▸ **Selected passage**
>>>>

Tuesday, December 27, 2011

My Peruvian Christmas

Our Creche and Christmas Trees: Elizabeth Taylor and Droopy

            The two days without electricity came to an abrupt end with a repetitious angry interpretation of the Alvin and the Chipmunk’s Christmas special out of a little green box attached to the lights that changed color to the melody.  The lights flashed over the moss and grass and little figurines that adorned the creche, or “Nacimiento del niño”.  To the right and left of the creche stood their versions of Christmas trees.  One was a bristly, easily disassembled  plastic tree, wrapped Elizabeth Taylor style in a tinsel boa, and missing one of it's four "feet", so it leaned against the bench to stay upright.  On the right hand side was the other tree, which appeared to actually be a branch. It was comical in all it’s gangliness, a wirey trunk with droopy long branches, like an underconfident teenager next to the bedazzled prom queen.  Reminded me a lot of the Christmas tree in the original cartoon version of How the Grinch Stole Christmas. I kept thinking of the tacky creche they set up at the Lyme Country Store every year that’s made of plastic and all the people glow – it could be worse.  Peruvians definitely needed to work on the Christmas tree thing, but they had the creche down.

<<<<

▸ **Data rows**
>>>>

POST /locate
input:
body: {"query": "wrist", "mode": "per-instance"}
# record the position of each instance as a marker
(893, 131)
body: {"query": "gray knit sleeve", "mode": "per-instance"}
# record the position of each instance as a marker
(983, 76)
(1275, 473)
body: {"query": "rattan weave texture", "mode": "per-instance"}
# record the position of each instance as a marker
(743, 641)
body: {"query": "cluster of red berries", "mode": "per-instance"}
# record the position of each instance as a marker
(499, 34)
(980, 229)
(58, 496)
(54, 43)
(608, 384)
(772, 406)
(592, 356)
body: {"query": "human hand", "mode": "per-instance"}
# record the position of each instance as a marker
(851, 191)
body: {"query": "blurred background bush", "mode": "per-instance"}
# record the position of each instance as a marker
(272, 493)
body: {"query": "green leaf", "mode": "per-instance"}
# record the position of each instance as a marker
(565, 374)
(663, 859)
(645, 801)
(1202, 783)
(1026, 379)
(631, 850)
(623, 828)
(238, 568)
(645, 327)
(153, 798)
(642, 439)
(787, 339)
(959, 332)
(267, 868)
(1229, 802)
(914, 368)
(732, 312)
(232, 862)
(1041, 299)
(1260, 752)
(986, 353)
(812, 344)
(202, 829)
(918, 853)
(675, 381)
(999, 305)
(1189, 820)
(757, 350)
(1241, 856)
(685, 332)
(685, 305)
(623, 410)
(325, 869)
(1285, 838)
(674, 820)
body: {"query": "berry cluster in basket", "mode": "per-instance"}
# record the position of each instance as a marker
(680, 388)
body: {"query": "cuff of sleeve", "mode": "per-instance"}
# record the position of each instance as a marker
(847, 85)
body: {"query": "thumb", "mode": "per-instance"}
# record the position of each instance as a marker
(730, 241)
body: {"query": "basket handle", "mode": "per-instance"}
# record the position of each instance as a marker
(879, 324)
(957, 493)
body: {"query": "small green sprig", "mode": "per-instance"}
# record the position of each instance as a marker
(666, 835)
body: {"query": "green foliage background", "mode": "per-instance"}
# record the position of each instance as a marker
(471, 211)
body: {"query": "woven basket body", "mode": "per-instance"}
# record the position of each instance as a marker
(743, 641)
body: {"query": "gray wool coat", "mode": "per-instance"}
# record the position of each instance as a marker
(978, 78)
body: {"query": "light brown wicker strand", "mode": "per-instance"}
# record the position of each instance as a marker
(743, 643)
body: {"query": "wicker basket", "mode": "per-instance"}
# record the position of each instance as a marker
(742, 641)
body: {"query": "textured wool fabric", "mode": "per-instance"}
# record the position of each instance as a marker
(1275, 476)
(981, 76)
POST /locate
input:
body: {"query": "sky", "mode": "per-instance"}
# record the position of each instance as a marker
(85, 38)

<<<<

▸ **Stated exercise**
According to the Peruvian Christmas post, what was the plastic tree missing? The data has nothing to do with the Peruvian Christmas post.

▸ **Output below**
It was missing one of its four feet, so it leaned against the bench to stay upright.